Copy the data exactly. Images are to be left out.
#####
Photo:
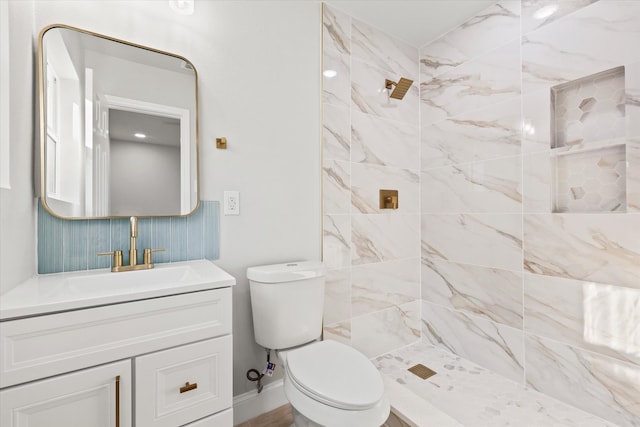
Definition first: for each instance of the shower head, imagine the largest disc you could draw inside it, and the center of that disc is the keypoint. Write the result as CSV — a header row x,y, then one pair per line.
x,y
401,87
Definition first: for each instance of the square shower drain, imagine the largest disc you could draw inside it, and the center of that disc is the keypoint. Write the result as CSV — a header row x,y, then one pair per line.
x,y
421,371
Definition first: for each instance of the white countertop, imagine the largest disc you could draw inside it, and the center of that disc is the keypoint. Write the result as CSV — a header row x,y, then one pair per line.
x,y
49,293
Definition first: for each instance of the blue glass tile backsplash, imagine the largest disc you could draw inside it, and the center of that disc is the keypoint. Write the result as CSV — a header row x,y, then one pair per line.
x,y
71,245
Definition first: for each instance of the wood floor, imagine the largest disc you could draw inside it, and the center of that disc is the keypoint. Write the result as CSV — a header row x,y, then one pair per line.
x,y
279,417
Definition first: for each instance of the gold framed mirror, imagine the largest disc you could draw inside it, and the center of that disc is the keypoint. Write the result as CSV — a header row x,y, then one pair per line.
x,y
118,127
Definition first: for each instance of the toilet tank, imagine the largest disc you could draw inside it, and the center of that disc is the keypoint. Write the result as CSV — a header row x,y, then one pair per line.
x,y
287,303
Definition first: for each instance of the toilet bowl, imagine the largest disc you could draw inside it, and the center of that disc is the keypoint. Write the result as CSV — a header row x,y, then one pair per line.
x,y
331,384
328,383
#####
■ Written answer
Photo:
Definition first: for each instance of the shower head, imagine the largest disc you could draw inside it, and the center of that disc is the keypoint. Write the result as CSV — a header row x,y, then one pair per line.
x,y
401,87
Definition first: for each instance of the square shower drain, imagine the largest disc you could draw inside it, and the center of that disc is the keypoint. Write the result as CSV — a header row x,y, then one pair per line.
x,y
421,371
Definition first: for each instance of the white countertop, imagine the largest disc you could draw inside it, and the center of that disc is the keypoint. Write the result as CSV — a header row x,y, then one pair per line.
x,y
49,293
Definition first: for each instance of the blue glass tile backsplash, imagine the largest disc you could draw inside it, and the center of that disc is the keypoint. Write the result as CSV — a header row x,y, then one pair per line.
x,y
71,245
Definition first: for each instance of the wood floor, imagine the largest disc you could draw inside it, and the center of that disc is the keypoint. Write the result as CSV — a header row x,y, then one pair per line.
x,y
279,417
Definition first: for each instance of the gold framed mirror, imagine the largest disc you could draw inside it, and the center of that disc is the keypoint. Write the result as CSV — a header row x,y, then one pair per line.
x,y
118,127
Definition first: for each instance of the toilet tank, imagine the largest disc you could draw inside it, and the center of that disc is the keypoint. Write the result as CSV — a header row x,y, then one pair per line.
x,y
287,303
Definition first: for each instance of the toilet bowl, imagine the largest disc you could draw inside it, and the center of that disc is the keypoint. Write the result as CSV — a header row x,y, then one pair per line.
x,y
331,384
328,383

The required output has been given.